**Exercise**
The answer must consist solely of the lines from the one containing "# for an instance" to the end of the entries below, repeated exactly.

**Source records**
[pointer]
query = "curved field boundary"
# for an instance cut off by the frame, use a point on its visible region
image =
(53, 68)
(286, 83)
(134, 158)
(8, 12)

**Solution for this exercise**
# for an instance cut off by the frame, use a point on its visible region
image =
(53, 68)
(286, 83)
(134, 158)
(8, 12)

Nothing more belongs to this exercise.